• **DOCUMENT PASSAGE**
• • • •
# Full body workout, 5 days a week?



## harrison180 (Aug 6, 2013)

So got my diet sorted now and now back to real training. I have gone from 10 and half stone to just under 11 and I guess you could say I'm skinny fat now but mainly just on my gut.

Im thinking of a 5x5 full body routine lifting really heavy atleast 3 times a week but wondering if I did it 6 days would this be better or will the lack of recovery time have a negative effect on muscle growth?


----------



## DanishM (Dec 15, 2013)

You will definitely need more recovery time. That's just asking for injuries.


----------



## harrison180 (Aug 6, 2013)

DanishM said:


> You will definitely need more recovery time. That's just asking for injuries.


Do you think I should just stay to the three mate?

Monday, Wednesday and Friday


----------



## DaveW3000 (Mar 25, 2013)

harrison180 said:


> So got my diet sorted now and now back to real training. I have gone from 10 and half stone to just under 11 and I guess you could say I'm skinny fat now but mainly just on my gut.
> 
> Im thinking of a 5x5 full body routine lifting really heavy atleast 3 times a week but wondering if I did it 6 days would this be better or will the lack of recovery time have a negative effect on muscle growth?


If you are doing a solid full body programme then you wont be able to do it more than 3x per week.


----------



## DanishM (Dec 15, 2013)

harrison180 said:


> Do you think I should just stay to the three mate?
> 
> Monday, Wednesday and Friday


What routine are you thinking about doing? SL 5x5?

But yes, 3x a week is a proven winner in starting strength and stronglifts.

No matter how frustrating it is, the body actually grows when we rest, not when we smash it to bits working out.


----------



## platyphylla (Feb 17, 2014)

I do Mon, Wed, Fri too. Seems to work for now.
• • • •
• **DATASET SECTION**
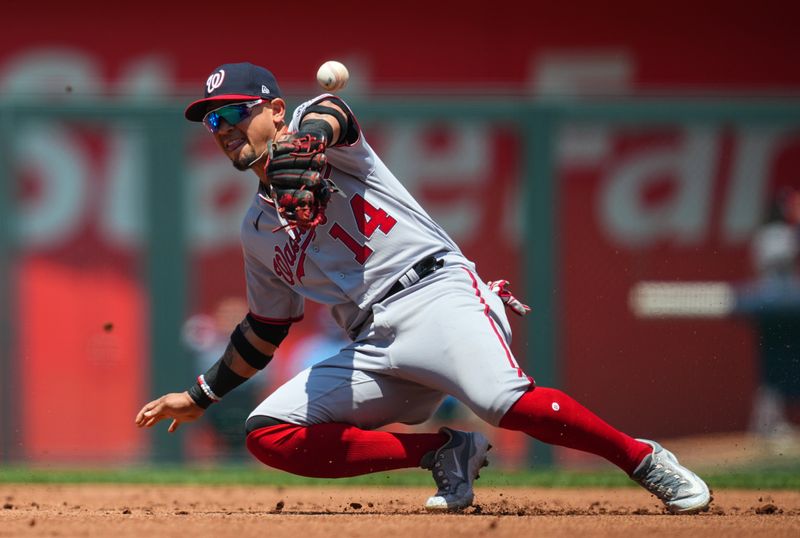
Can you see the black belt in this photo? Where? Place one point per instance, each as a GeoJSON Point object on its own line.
{"type": "Point", "coordinates": [418, 271]}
• • • •
• **PROBLEM SET**
a) Who are the distinct posters in the workout thread? Give each username once.
b) Copy the part of the workout thread that opens with the words containing "No matter how" and closes with "work for now.".
The listing has no connection to the workout thread.

• **RESPONSES IN ORDER**
a) harrison180, DanishM, DaveW3000, platyphylla

b)
No matter how frustrating it is, the body actually grows when we rest, not when we smash it to bits working out.


----------



## platyphylla (Feb 17, 2014)

I do Mon, Wed, Fri too. Seems to work for now.